Material for this exercise start

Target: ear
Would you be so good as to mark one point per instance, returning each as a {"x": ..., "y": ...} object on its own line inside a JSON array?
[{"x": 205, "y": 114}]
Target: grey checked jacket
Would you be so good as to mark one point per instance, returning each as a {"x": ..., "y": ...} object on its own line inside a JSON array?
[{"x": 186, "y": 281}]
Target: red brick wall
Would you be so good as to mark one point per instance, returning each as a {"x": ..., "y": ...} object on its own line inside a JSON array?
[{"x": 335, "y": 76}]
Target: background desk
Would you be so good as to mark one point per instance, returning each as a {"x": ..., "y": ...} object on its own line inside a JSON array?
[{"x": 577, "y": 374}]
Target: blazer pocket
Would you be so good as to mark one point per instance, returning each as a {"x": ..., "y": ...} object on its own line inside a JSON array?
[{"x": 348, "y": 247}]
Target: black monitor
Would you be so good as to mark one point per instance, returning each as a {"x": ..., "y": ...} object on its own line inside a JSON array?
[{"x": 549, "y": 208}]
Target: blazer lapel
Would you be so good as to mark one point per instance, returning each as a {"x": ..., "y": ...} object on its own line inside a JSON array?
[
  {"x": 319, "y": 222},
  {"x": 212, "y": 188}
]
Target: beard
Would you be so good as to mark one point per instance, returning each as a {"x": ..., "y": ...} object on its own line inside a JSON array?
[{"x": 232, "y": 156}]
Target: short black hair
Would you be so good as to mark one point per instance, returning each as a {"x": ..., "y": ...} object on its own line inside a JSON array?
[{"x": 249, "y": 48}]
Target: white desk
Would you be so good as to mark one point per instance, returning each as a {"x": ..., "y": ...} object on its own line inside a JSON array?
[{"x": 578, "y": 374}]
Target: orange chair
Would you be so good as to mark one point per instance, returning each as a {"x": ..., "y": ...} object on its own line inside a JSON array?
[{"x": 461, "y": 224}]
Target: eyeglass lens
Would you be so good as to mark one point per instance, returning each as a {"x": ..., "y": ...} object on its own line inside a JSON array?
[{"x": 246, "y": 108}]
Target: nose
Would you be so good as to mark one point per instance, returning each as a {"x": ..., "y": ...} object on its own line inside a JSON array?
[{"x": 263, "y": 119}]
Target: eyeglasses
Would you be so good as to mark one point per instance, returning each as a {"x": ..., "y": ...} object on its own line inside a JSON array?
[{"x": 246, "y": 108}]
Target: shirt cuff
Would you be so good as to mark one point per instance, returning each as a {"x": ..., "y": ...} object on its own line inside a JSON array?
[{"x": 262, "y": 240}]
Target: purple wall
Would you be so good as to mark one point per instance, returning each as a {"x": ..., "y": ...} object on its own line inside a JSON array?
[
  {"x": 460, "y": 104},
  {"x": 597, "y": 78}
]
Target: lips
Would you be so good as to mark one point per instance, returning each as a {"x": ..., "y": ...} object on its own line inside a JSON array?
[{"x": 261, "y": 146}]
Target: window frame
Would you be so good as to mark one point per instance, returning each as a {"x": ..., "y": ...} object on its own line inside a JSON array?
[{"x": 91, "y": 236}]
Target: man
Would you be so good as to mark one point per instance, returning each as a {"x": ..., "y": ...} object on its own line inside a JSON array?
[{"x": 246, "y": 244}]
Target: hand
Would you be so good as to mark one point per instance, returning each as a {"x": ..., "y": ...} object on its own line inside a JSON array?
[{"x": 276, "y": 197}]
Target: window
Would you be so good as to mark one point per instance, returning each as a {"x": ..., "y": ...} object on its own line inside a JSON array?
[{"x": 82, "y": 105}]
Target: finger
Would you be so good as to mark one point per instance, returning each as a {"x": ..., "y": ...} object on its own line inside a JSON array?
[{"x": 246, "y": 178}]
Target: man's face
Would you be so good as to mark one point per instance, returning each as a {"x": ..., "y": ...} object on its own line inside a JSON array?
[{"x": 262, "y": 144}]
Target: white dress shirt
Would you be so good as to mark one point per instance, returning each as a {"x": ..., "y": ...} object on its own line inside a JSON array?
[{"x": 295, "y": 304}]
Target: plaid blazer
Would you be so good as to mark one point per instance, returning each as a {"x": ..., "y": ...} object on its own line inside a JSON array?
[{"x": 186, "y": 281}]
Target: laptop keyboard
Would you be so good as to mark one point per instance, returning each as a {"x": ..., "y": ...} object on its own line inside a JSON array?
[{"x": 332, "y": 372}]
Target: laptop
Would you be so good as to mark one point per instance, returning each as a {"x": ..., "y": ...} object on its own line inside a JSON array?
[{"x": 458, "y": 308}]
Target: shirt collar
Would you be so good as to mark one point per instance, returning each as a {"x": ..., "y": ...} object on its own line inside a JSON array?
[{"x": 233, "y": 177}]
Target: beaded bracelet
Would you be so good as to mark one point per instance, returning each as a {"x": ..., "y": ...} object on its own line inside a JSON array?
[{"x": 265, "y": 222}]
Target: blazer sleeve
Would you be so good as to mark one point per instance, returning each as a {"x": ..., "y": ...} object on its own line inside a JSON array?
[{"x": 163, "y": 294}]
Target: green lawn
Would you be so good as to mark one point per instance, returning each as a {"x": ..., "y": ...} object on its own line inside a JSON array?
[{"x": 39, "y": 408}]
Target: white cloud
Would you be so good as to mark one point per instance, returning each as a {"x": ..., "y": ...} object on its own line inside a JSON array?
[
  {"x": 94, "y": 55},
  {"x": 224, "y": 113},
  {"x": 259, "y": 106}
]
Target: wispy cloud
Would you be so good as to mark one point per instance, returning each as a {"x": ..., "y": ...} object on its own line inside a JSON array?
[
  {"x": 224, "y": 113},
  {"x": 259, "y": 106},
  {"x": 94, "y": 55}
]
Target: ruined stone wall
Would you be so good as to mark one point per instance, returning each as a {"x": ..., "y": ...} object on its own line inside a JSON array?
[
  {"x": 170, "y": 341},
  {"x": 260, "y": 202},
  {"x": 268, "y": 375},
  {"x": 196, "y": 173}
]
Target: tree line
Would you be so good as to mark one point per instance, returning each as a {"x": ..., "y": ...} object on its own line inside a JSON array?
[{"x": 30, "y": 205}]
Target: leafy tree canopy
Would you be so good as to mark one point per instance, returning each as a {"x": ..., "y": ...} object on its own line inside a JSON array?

Material for this exercise end

Print out all the entries precisely as written.

Written reply:
Target: ear
Would you be so good as to mark one point per instance, returning each as a {"x": ..., "y": ...} object on its own line inside a JSON array?
[{"x": 205, "y": 114}]
Target: grey checked jacket
Would you be so good as to mark one point per instance, returning each as a {"x": ..., "y": ...} object on its own line inside a JSON array?
[{"x": 186, "y": 281}]
Target: red brick wall
Would you be so good as to mark one point per instance, returning each as a {"x": ..., "y": ...} object on its own line inside a JSON array?
[{"x": 335, "y": 76}]
Target: background desk
Would you be so good as to mark one point per instance, returning each as a {"x": ..., "y": ...} object on its own line inside a JSON array?
[{"x": 577, "y": 374}]
Target: blazer pocket
Would you be so good as to mark one point per instance, returning each as a {"x": ..., "y": ...} object on its own line inside a JSON array?
[{"x": 348, "y": 247}]
Target: black monitor
Would you be so good as to mark one point per instance, returning each as a {"x": ..., "y": ...} object on its own line inside a JSON array?
[{"x": 549, "y": 208}]
Target: blazer lapel
Would you be so good as to mark one point per instance, returning each as a {"x": ..., "y": ...} object on its own line inside a JSON array?
[
  {"x": 319, "y": 222},
  {"x": 212, "y": 188}
]
Target: beard
Would you be so good as to mark one point per instance, returning each as a {"x": ..., "y": ...} object on its own line inside a JSON array?
[{"x": 232, "y": 156}]
Target: short black hair
Would you be so good as to mark one point per instance, returning each as a {"x": ..., "y": ...} object on its own line inside a JSON array?
[{"x": 249, "y": 48}]
Target: white desk
Would you be so good as to mark one point per instance, returning each as a {"x": ..., "y": ...} object on its own line inside a JSON array?
[{"x": 578, "y": 374}]
Target: orange chair
Would you be so good as to mark one point per instance, returning each as a {"x": ..., "y": ...} object on its own line inside a JSON array?
[{"x": 461, "y": 224}]
Target: eyeglass lens
Would you be so good as to mark one point per instance, returning each as a {"x": ..., "y": ...} object on its own line inside a JSON array?
[{"x": 246, "y": 108}]
Target: nose
Would you be so good as to mark one point per instance, returning each as a {"x": ..., "y": ...} object on its own line inside a JSON array?
[{"x": 263, "y": 119}]
Target: eyeglasses
Would you be so good as to mark one point per instance, returning each as a {"x": ..., "y": ...} object on its own line inside a JSON array?
[{"x": 246, "y": 108}]
Target: shirt cuff
Would you be so good as to mark one point per instance, returning each as a {"x": ..., "y": ...} object on its own line inside a JSON array?
[{"x": 262, "y": 240}]
Target: purple wall
Would you be so good as to mark one point per instance, returning each as a {"x": ..., "y": ...} object on its own line inside a JSON array?
[
  {"x": 460, "y": 104},
  {"x": 597, "y": 78}
]
Target: lips
Would you be so good as to mark one point per instance, returning each as a {"x": ..., "y": ...} object on its own line inside a JSON array?
[{"x": 261, "y": 146}]
Target: window frame
Would you be so good as to mark one point per instance, returning each as a {"x": ..., "y": ...} object on its own line inside a JSON array?
[{"x": 91, "y": 236}]
Target: man
Would you be so good as to mark one point per instance, returning each as a {"x": ..., "y": ...} object on its own line inside a JSON array?
[{"x": 246, "y": 244}]
Target: hand
Would you be so good as to mark one point per instance, returning each as a {"x": ..., "y": ...} object on its own line inside a JSON array?
[{"x": 276, "y": 197}]
Target: window
Would you be so good as to mark one point per instance, returning each as a {"x": ..., "y": ...} object on its own line inside a JSON array?
[{"x": 82, "y": 105}]
Target: finger
Would you be so good as to mark one point per instance, returning each as a {"x": ..., "y": ...} object on its own line inside a JSON array?
[{"x": 246, "y": 178}]
Target: man's face
Would you be so good as to mark one point per instance, returning each as a {"x": ..., "y": ...} object on its own line inside a JSON array?
[{"x": 262, "y": 144}]
Target: white dress shirt
Would you be so good as to mark one point per instance, returning each as a {"x": ..., "y": ...} object on its own line inside a JSON array?
[{"x": 295, "y": 304}]
Target: plaid blazer
Would you be so good as to mark one point per instance, returning each as a {"x": ..., "y": ...} object on its own line inside a JSON array?
[{"x": 186, "y": 281}]
Target: laptop keyboard
Would you be so good as to mark one point per instance, returning each as a {"x": ..., "y": ...} object on its own line inside a JSON array?
[{"x": 332, "y": 372}]
Target: laptop
Would you be so good as to mark one point per instance, returning each as a {"x": ..., "y": ...} object on its own line inside a JSON array?
[{"x": 458, "y": 308}]
Target: shirt collar
Would you be so good as to mark one point per instance, returning each as a {"x": ..., "y": ...} object on its own line inside a JSON array?
[{"x": 233, "y": 177}]
Target: beaded bracelet
Would you be so good as to mark one point per instance, returning each as a {"x": ..., "y": ...} object on its own line inside a JSON array?
[{"x": 265, "y": 222}]
Target: blazer sleeve
Would you be so good as to mark one point per instance, returning each as a {"x": ..., "y": ...} object on its own line inside a JSON array?
[{"x": 163, "y": 294}]
Target: green lawn
Would you be so good as to mark one point per instance, returning each as a {"x": ..., "y": ...} object on its own line inside a JSON array?
[{"x": 39, "y": 408}]
Target: white cloud
Would you be so good as to mark one point per instance, returning each as a {"x": ..., "y": ...} object on its own line inside a JSON array?
[
  {"x": 94, "y": 55},
  {"x": 224, "y": 113},
  {"x": 259, "y": 106}
]
Target: wispy cloud
Would you be so good as to mark one point per instance, returning each as a {"x": ..., "y": ...} object on its own line inside a JSON array?
[
  {"x": 224, "y": 113},
  {"x": 259, "y": 106},
  {"x": 94, "y": 55}
]
Target: ruined stone wall
Would you be so good as to mark one point per instance, returning each as a {"x": ..., "y": ...} object on its own line inside a JSON array?
[
  {"x": 170, "y": 341},
  {"x": 260, "y": 202},
  {"x": 268, "y": 375},
  {"x": 196, "y": 173}
]
Target: tree line
Would you be so good as to mark one point per instance, returning each as a {"x": ..., "y": ...} object on its own line inside a JSON array?
[{"x": 30, "y": 205}]
Target: leafy tree canopy
Would you be so good as to mark one point per instance, returning each as a {"x": ..., "y": ...} object on its own line inside a JSON array?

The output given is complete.